● Task goal
Show every line of the rows below that contains the word "nose".
--- START OF Data to use ---
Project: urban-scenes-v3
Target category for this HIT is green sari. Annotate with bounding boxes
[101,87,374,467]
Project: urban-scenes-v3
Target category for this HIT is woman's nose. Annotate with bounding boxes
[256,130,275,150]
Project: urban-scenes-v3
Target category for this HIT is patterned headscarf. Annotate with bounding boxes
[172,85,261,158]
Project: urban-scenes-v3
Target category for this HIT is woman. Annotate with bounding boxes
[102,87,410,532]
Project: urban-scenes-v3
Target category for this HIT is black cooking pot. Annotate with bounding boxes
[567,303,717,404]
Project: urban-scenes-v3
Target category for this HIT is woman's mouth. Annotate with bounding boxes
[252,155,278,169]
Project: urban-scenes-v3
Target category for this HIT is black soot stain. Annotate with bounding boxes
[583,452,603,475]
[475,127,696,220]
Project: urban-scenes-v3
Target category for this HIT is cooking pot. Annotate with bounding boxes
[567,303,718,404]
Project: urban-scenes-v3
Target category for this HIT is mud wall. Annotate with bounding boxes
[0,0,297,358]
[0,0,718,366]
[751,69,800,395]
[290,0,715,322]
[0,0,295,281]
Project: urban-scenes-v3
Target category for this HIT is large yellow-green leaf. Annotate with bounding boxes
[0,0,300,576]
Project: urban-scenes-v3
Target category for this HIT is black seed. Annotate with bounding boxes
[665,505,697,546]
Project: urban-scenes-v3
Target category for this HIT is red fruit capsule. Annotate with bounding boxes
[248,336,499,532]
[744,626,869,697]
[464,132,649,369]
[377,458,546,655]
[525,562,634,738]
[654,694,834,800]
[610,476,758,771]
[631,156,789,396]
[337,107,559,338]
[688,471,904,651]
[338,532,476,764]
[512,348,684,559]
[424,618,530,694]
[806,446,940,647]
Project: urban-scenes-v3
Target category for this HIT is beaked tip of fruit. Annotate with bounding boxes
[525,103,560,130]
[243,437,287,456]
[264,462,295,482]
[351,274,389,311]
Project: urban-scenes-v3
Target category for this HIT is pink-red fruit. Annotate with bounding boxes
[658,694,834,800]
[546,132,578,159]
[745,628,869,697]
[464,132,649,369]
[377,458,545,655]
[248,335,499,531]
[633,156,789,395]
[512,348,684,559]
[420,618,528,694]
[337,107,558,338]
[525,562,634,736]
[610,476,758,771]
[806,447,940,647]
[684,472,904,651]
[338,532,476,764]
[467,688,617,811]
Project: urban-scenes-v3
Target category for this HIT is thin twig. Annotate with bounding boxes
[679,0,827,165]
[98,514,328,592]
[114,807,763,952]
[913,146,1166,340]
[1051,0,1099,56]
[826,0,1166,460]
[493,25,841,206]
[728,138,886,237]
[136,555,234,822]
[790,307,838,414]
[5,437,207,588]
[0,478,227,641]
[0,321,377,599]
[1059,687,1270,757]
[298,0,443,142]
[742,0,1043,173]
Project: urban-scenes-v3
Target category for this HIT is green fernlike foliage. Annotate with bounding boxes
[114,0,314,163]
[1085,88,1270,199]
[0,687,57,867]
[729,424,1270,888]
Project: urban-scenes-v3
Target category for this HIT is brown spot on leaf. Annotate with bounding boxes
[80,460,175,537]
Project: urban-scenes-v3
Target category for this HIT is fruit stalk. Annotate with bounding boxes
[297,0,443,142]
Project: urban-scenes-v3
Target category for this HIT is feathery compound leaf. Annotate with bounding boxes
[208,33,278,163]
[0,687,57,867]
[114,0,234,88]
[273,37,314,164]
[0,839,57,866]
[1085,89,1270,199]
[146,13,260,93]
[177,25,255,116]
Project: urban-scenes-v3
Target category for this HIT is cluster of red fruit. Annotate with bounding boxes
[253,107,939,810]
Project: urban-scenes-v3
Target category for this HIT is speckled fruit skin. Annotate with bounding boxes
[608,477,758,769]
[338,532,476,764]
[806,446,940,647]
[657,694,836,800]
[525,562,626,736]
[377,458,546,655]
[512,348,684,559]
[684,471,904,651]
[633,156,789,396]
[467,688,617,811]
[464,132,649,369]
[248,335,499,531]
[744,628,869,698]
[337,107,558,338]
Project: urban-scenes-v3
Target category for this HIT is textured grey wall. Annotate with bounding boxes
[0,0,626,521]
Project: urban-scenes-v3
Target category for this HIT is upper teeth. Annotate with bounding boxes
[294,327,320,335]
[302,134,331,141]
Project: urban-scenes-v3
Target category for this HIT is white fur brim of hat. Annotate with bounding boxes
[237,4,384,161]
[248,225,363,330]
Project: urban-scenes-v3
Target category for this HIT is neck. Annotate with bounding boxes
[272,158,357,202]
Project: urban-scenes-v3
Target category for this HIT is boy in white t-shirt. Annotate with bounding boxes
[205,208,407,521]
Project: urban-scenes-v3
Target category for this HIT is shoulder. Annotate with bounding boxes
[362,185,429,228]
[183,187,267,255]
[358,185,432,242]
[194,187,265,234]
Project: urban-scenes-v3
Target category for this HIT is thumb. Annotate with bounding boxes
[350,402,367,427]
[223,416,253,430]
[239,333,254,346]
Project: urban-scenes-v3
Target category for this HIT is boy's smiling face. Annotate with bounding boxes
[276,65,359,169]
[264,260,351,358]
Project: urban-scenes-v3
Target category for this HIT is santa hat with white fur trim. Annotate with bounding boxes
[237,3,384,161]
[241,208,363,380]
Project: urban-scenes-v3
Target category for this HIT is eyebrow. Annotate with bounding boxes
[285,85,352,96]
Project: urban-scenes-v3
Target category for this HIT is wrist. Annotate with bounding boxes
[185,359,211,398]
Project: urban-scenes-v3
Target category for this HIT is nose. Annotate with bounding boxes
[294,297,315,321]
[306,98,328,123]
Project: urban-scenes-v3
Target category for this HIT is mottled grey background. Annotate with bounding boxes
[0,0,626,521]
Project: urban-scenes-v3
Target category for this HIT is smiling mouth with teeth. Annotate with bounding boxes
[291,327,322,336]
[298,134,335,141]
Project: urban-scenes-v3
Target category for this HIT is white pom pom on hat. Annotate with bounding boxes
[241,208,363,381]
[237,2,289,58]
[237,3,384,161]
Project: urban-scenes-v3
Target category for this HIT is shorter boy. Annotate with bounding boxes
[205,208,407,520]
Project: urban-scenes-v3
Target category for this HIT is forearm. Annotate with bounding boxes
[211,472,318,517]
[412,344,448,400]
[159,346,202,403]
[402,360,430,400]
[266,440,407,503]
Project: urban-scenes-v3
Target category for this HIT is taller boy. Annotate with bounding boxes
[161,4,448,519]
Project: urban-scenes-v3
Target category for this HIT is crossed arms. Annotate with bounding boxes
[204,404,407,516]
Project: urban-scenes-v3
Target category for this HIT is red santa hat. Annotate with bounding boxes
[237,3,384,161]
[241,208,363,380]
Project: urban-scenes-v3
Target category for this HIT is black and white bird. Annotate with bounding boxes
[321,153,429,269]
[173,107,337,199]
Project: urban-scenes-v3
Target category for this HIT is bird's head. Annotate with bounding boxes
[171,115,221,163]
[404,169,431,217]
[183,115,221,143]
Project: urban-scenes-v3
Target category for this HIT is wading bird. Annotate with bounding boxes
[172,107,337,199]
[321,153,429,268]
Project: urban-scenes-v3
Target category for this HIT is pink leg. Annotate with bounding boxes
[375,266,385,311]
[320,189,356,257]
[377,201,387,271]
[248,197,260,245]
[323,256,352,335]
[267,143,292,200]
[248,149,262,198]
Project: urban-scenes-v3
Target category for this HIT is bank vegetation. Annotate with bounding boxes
--- END OF Data to use ---
● Full output
Target category for this HIT is woman's nose. Annotate with bounding boxes
Target category for this HIT is nose. Annotate with bounding boxes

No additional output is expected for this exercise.